"""
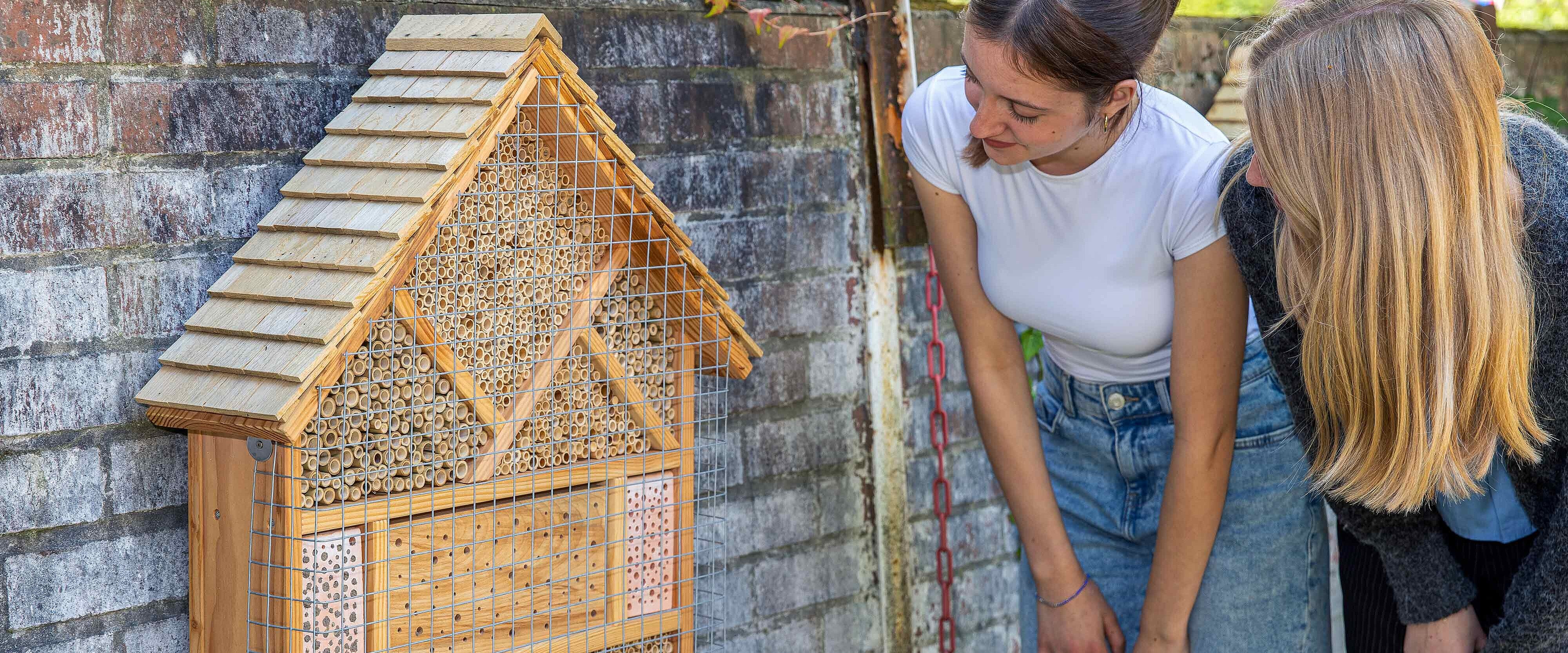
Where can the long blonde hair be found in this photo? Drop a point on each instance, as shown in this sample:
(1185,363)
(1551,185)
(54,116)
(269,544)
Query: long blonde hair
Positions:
(1399,256)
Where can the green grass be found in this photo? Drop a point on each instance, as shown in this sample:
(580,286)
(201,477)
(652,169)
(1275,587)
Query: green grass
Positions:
"""
▸ **Task prompt**: Pictures are not part of the copy; output everything else in the records exactly.

▸ **Solution for this task**:
Where can the long blonde hair be found in this photo? Drop a point on each instance, as shown in this sample:
(1185,363)
(1551,185)
(54,116)
(269,544)
Query: long blonde hair
Positions:
(1399,256)
Where can the green grass be found in this photo? Drop a point on each instance, as shown in this sample:
(580,286)
(201,477)
(652,169)
(1275,587)
Query: green grass
Positions:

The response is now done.